• _Problem statement_
Copy the rows below from the first one through the line containing "column 583, row 908", replacing "dried reed stalk" with "dry cattail stem" and leaving everything else unchanged.

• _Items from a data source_
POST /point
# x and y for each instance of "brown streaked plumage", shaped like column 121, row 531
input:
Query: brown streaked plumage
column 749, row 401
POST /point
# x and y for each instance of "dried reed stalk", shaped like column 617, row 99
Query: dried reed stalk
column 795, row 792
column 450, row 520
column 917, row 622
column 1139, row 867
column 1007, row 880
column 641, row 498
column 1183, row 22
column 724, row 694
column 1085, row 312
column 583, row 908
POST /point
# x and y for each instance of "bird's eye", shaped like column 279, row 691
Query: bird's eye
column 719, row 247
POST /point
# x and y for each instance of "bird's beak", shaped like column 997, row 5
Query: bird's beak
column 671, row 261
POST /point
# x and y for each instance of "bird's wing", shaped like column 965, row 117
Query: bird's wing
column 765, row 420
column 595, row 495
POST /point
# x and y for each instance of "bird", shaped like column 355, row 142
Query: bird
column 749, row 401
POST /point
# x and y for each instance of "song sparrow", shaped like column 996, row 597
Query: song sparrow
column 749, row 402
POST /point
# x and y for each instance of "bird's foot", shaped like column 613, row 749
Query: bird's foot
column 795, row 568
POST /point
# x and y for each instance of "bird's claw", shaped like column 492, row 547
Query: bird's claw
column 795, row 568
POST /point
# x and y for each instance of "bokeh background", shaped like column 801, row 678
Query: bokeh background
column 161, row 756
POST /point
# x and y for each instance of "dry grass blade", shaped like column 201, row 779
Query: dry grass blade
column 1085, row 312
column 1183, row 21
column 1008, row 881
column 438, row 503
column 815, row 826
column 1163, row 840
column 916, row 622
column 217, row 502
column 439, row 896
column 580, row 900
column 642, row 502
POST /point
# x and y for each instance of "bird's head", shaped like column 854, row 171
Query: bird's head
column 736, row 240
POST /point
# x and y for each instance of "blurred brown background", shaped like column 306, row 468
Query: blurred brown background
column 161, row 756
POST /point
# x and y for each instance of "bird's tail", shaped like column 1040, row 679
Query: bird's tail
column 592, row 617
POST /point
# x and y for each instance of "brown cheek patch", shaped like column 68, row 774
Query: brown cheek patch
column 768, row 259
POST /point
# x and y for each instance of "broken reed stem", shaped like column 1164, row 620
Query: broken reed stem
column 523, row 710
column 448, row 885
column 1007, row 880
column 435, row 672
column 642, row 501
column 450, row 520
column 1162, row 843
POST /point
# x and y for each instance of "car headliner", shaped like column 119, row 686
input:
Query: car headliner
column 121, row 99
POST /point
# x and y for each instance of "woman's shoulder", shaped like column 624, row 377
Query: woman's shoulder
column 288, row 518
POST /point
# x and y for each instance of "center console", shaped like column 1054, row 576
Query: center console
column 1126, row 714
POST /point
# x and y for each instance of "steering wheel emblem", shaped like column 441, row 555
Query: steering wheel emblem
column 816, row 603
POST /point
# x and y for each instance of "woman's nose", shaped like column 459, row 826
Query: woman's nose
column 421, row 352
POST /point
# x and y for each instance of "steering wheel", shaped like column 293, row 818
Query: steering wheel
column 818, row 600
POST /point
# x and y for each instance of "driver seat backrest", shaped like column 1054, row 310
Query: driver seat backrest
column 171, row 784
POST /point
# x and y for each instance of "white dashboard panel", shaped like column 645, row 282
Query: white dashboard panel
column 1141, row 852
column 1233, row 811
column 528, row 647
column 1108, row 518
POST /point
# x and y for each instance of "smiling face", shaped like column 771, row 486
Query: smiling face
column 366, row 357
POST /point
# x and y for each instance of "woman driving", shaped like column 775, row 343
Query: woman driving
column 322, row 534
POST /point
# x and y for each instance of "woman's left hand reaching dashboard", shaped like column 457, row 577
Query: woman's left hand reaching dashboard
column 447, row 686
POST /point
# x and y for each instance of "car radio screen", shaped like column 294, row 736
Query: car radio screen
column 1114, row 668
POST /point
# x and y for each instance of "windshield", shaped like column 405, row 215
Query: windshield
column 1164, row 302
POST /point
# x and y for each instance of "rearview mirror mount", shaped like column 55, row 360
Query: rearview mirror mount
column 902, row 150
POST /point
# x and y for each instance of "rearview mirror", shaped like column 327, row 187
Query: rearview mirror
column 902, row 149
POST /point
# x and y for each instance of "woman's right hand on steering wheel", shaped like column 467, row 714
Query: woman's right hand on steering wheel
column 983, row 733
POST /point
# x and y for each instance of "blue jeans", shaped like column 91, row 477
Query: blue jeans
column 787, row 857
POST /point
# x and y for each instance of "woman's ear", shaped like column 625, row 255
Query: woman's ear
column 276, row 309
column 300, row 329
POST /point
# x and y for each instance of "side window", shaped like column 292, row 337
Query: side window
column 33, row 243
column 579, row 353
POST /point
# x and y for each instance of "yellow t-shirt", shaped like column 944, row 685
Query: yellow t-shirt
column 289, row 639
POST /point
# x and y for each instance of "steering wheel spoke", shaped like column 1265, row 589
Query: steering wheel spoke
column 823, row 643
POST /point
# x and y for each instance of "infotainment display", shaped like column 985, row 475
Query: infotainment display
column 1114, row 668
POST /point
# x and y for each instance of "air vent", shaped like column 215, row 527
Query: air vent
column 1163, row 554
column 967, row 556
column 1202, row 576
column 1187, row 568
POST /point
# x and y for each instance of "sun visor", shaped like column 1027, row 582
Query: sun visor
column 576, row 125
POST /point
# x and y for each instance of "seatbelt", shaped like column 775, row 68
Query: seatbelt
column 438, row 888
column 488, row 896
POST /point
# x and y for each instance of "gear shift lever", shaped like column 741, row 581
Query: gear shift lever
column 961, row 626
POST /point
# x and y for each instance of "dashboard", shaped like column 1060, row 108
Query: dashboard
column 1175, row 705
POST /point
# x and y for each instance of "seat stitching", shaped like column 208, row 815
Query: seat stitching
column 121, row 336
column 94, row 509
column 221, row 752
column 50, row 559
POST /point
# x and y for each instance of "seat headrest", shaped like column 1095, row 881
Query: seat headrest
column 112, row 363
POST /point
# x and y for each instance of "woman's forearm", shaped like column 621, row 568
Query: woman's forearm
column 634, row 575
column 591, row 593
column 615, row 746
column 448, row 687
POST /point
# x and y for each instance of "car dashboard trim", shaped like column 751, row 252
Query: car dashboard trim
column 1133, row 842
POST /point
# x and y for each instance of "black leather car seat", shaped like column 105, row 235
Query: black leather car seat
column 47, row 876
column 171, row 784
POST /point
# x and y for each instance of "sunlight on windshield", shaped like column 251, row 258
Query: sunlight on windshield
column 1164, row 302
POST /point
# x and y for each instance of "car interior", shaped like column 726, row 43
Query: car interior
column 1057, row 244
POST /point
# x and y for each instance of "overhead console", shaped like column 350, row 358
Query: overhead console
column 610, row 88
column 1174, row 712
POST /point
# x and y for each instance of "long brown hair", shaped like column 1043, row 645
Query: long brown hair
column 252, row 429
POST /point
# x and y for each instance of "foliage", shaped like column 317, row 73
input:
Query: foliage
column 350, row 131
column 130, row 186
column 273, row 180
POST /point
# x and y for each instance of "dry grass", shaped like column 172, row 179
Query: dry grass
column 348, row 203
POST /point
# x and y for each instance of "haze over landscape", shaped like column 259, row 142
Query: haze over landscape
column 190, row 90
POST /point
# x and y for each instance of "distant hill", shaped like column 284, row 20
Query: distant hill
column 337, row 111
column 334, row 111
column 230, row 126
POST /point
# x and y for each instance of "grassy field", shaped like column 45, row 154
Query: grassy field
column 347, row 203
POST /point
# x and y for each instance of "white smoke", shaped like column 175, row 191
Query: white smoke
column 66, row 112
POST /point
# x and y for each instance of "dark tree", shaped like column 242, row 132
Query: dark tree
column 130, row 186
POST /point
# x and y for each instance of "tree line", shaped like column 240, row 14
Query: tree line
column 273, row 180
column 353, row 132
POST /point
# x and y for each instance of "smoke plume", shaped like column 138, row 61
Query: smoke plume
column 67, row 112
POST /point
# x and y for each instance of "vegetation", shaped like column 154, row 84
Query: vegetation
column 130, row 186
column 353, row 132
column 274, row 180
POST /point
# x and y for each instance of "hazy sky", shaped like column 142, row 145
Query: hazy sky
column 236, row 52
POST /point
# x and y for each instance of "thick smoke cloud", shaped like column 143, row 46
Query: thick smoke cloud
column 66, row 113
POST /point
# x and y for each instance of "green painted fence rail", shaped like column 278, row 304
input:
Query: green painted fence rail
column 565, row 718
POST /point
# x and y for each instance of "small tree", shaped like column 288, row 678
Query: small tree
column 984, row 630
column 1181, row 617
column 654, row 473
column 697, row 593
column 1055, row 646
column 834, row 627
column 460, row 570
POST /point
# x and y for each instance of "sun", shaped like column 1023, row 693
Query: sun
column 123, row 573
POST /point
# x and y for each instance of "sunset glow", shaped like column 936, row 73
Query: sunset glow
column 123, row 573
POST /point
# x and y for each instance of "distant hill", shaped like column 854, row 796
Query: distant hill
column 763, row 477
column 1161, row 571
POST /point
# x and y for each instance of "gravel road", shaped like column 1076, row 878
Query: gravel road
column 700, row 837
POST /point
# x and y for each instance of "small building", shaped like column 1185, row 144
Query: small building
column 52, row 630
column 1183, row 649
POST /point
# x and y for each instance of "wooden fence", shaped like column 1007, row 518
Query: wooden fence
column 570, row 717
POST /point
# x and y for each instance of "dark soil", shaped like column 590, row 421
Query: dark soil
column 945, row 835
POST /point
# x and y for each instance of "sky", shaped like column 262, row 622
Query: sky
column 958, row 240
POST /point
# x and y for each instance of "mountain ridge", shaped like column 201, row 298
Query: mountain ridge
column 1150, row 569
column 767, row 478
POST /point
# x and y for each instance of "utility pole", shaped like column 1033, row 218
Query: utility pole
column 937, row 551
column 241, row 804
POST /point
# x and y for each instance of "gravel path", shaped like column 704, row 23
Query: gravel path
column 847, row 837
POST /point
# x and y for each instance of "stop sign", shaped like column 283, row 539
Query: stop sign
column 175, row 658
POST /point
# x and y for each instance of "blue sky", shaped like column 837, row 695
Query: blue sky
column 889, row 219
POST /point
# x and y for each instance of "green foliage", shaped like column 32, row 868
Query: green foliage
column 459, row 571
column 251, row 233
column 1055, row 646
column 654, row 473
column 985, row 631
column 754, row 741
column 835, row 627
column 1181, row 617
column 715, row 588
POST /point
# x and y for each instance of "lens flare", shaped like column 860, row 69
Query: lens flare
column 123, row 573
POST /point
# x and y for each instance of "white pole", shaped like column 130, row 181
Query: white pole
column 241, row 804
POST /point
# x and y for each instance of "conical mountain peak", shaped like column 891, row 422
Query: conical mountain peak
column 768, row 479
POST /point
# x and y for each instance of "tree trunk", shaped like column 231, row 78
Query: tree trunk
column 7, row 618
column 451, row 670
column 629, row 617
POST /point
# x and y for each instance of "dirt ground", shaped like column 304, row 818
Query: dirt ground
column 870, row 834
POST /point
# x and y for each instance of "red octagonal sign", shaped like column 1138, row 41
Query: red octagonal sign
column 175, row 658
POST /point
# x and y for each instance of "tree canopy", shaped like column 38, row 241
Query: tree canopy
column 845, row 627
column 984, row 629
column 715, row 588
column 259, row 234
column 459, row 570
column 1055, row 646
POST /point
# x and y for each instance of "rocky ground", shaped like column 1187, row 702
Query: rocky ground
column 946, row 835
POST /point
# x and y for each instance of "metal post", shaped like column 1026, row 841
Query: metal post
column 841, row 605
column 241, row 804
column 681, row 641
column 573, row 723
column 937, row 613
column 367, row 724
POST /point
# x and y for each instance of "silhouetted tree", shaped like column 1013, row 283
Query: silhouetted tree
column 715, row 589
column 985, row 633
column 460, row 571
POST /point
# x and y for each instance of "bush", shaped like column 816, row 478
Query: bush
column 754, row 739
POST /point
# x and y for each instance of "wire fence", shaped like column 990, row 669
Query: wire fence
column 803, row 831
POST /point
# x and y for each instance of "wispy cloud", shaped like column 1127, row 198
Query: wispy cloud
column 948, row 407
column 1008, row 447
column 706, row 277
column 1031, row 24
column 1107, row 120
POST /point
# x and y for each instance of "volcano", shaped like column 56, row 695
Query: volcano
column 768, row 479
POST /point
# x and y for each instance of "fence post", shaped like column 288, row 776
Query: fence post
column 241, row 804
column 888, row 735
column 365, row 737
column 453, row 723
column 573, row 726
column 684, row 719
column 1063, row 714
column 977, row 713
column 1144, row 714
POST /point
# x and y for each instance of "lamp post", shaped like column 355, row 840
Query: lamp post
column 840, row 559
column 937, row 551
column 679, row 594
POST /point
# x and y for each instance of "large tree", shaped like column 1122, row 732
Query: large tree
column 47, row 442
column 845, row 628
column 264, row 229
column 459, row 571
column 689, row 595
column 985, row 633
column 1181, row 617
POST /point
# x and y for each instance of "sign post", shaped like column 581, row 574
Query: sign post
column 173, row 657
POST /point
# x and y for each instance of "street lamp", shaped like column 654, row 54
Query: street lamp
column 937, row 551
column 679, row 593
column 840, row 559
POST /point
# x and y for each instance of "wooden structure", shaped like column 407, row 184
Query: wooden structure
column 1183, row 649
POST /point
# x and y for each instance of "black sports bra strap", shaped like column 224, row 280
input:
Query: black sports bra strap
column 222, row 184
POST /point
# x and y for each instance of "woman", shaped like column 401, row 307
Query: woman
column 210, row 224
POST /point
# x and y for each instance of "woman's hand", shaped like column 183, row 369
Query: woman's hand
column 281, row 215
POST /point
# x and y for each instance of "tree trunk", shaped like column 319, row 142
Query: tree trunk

• _Exercise solution_
POST /point
# x and y for each instance of "brown streaked plumage", shaped like column 121, row 531
input:
Query: brown streaked plumage
column 749, row 401
POST /point
# x and y for each instance of "dry cattail stem", shaped like column 617, row 99
Query: dry cattail stem
column 795, row 792
column 450, row 520
column 917, row 622
column 1139, row 867
column 1007, row 880
column 641, row 498
column 1183, row 22
column 724, row 694
column 1085, row 312
column 583, row 908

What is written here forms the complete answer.